### [YOUR INSTRUCTIONS]
Your response should consist of the lines below, printed exactly.
========================
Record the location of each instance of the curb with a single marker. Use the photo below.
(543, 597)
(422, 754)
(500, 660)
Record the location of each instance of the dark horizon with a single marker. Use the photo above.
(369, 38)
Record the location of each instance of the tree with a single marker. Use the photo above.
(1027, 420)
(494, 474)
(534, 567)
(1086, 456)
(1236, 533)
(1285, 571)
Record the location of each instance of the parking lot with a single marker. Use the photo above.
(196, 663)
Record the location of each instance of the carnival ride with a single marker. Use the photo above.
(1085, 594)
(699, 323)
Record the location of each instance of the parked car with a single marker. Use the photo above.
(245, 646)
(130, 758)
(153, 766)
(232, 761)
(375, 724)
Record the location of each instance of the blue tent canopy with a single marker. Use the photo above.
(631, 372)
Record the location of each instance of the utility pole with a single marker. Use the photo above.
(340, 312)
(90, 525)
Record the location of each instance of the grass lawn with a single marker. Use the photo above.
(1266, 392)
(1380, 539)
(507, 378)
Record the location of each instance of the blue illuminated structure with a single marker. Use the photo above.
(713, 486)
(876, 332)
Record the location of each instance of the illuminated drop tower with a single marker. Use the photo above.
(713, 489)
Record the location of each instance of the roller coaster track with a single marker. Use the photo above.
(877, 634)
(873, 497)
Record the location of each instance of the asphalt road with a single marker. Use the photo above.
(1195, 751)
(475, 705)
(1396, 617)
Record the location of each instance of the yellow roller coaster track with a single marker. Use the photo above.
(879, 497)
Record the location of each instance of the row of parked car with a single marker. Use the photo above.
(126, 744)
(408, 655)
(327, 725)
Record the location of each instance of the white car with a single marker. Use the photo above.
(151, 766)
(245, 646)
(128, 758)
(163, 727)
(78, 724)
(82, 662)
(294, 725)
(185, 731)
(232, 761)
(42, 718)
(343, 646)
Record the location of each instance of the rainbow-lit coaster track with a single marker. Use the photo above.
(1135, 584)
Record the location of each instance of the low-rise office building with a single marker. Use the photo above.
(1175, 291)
========================
### [EXERCISE RESULT]
Record the location of each instance of the curb with a single marker. Use the photo below.
(543, 597)
(422, 754)
(500, 660)
Record the location of each instance of the dark horizon with a single marker. Use the photo above.
(369, 38)
Record the location of each instance of the tree with a single marker. Use the photo above.
(1027, 420)
(494, 474)
(534, 567)
(1086, 456)
(1236, 533)
(1285, 571)
Record the location of each instance of the parking lot with a single marker. Use the photo above.
(196, 663)
Record the location of each instance of the carnival ride with a single marker. Use the photo above.
(1085, 594)
(699, 323)
Record the location of each instance of the parked car with a single marker. Use the photo above.
(245, 646)
(130, 758)
(153, 766)
(232, 761)
(375, 724)
Record the location of each instance of the blue tent canopy with a single marker. Use the photo above.
(631, 372)
Record the location of each instance of the utility pole with a single marker. Use the photo above.
(340, 312)
(90, 525)
Record the location of each instance of the grass lawn with a single marker. Use the photo above.
(1266, 392)
(1380, 539)
(507, 378)
Record the location of each instance of the blue illuminated structure with a single marker. Use the photo above.
(713, 486)
(876, 332)
Record the location of each instance of the illuminated drop tower with a single marker. Use the photo above.
(713, 489)
Record the location of each instance of the roller coaster track with a single marker. Use the photo above.
(877, 634)
(873, 497)
Record the location of each instance of the asphalt road with a single marker. Use the photo above.
(1195, 751)
(475, 705)
(1396, 617)
Record the location of each instance of the yellow roller coaster track with a single marker. Use the photo above.
(879, 497)
Record the location of each instance of the row of parked car with a single marker. Use the photo above.
(126, 744)
(408, 655)
(327, 725)
Record the location of each instance of the white car with a single marker. Use the photo above.
(151, 766)
(245, 646)
(128, 758)
(163, 727)
(78, 724)
(82, 662)
(294, 725)
(185, 731)
(232, 761)
(42, 718)
(343, 646)
Record the location of each instance of the rainbow-lit coaster track with a single marker. Use the photo above.
(1135, 584)
Record the location of each instance of the low-rise office building with a single marker. Use the photo above.
(1175, 291)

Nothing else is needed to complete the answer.